• _Records from a dataset_
..............................

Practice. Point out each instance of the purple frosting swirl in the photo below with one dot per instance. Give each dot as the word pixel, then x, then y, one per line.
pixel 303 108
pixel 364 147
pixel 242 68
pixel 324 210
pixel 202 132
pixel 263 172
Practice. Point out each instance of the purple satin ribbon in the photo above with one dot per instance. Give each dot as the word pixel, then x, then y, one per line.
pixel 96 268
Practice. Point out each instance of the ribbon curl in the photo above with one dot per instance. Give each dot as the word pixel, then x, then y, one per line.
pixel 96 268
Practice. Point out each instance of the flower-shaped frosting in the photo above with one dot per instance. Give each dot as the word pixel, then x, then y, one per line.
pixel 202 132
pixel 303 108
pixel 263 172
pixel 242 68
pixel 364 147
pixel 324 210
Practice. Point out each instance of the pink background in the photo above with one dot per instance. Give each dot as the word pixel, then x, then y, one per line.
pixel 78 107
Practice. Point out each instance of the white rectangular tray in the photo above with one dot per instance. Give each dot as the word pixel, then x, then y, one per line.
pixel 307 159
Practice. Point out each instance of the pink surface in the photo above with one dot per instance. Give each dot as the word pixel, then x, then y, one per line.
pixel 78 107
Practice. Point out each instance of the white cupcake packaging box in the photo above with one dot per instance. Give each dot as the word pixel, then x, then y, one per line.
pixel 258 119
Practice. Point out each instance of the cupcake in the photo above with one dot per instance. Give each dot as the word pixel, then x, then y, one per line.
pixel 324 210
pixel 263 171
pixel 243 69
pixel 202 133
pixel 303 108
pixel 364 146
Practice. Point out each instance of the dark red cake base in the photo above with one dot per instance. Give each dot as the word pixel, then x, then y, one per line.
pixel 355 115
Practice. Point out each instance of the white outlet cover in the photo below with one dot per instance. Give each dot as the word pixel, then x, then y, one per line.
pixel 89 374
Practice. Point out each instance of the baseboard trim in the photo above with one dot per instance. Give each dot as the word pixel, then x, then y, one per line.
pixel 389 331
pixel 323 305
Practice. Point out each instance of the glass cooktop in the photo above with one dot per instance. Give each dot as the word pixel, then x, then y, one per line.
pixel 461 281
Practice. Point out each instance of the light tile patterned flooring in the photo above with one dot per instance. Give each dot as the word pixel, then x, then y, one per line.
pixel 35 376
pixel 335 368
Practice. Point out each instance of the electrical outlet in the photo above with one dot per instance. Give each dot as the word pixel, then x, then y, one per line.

..............................

• _Task details_
Which lines run from the one containing "Practice. Point out each instance of the baseboard" to the end of the data? Output them exactly, with nothing added.

• _Answer below_
Practice. Point out each instance of the baseboard trim in the photo above with one dot per instance. Give each dot as the word pixel, then x, then y, one per line.
pixel 389 331
pixel 323 305
Practice. Point out each instance of the glass cooktop in the photo above with one dot per instance. Give each dot as the word pixel, then x, then y, one per line.
pixel 461 281
Practice. Point out each instance of the light tile patterned flooring in the photo above with one dot per instance. Give each dot as the word pixel, then x, then y, one per line.
pixel 35 376
pixel 335 368
Practice. Point out each instance of the electrical outlet in the photo above with one dot per instance. Give each dot as the word pixel, then x, then y, one per line.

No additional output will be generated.